**WHAT YOU HAVE TO DO**.
All the entries need to be quoted exactly, apart from the pictures, which you should drop.

-=-=-=-=-

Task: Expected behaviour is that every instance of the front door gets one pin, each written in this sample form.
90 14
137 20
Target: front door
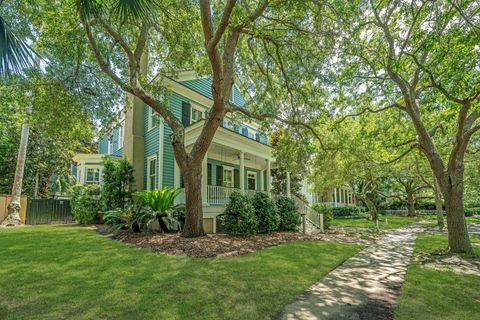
228 181
251 181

-=-=-=-=-

**REPLY**.
Task: Expected behaviour is that every instance of the front door gets one pin, each written in this sample form.
90 14
137 20
Target: front door
228 181
251 181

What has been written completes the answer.